------ Material for this task
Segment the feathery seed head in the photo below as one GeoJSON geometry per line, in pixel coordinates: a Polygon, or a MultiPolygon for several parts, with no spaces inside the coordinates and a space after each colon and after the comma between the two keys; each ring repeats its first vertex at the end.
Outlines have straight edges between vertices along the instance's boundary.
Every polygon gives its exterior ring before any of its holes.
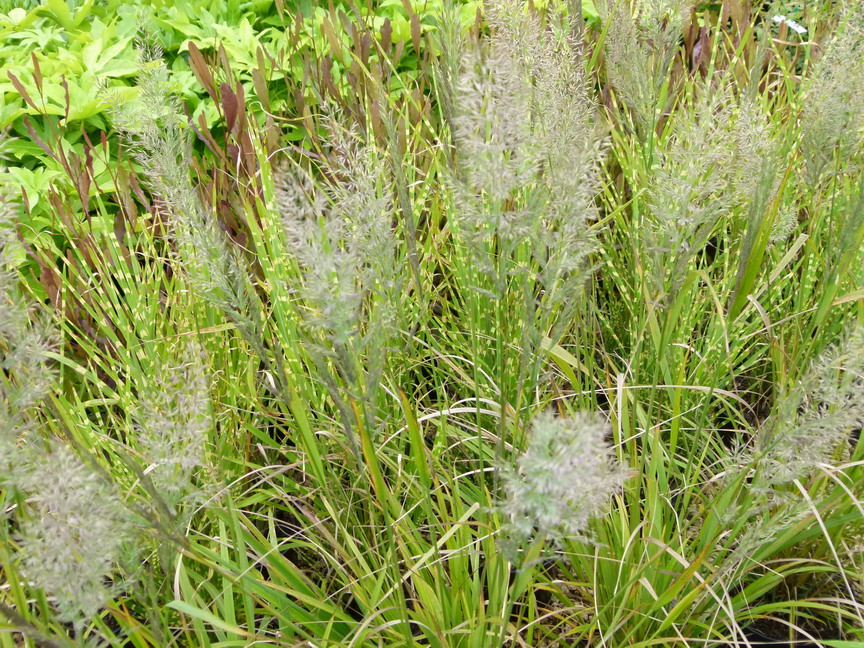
------------
------ Material for this task
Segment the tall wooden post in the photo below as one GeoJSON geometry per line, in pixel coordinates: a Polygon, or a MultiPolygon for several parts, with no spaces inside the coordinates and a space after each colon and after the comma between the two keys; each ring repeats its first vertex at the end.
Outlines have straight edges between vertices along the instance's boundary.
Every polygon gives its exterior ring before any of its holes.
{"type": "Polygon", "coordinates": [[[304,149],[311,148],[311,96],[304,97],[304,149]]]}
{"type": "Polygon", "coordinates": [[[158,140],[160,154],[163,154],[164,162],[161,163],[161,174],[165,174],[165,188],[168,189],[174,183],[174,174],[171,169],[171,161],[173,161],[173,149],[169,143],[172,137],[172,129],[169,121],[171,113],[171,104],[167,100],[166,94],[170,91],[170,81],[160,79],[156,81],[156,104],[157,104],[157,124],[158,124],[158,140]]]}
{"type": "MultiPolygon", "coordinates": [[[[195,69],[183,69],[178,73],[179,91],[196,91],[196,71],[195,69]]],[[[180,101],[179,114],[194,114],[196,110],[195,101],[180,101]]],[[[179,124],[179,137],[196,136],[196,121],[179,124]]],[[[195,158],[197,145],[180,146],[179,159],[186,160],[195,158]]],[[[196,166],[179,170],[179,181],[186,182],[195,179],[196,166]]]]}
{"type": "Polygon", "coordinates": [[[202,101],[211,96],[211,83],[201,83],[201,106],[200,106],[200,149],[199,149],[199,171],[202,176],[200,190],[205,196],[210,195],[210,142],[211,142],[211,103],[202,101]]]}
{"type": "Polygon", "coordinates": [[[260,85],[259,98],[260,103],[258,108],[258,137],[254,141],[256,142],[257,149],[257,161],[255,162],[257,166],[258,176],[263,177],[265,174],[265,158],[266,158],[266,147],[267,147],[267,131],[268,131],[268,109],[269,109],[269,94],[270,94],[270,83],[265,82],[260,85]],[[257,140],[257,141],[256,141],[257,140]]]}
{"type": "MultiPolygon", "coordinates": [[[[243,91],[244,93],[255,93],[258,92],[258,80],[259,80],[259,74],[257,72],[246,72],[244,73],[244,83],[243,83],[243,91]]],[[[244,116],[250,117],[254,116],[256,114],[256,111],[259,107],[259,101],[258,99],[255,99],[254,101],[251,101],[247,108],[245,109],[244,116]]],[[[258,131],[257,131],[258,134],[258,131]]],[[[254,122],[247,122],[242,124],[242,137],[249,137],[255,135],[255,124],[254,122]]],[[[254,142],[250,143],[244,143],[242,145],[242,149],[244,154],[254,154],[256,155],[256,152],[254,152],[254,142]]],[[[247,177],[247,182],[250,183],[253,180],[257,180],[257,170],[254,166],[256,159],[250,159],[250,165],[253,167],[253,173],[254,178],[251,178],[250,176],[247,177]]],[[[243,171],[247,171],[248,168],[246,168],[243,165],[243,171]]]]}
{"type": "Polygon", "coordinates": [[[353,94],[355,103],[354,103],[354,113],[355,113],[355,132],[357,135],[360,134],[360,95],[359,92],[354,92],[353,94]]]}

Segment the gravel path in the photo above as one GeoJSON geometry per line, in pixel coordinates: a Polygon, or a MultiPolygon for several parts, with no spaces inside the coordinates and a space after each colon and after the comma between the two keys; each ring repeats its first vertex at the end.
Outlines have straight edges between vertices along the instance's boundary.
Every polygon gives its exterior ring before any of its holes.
------------
■ Task item
Which lines above carry the string "below"? Copy those lines.

■ Result of this exercise
Segment the feathery seed head in the photo below as one GeoJSON geometry per line, in pixel coordinates: a Polygon, or a MultiPolygon for several parts, with no spaces inside the coordinates and a space after each colon and after the comma between the two keys; each ring repeats its first vertex at the end.
Segment the tall wooden post in the photo below as one GeoJSON geometry per line, in pixel coordinates: a Polygon, or a MultiPolygon for several parts, with no spaces inside the coordinates and a space after each colon and after the comma between the two keys; each ring repeats its first vertex at the end.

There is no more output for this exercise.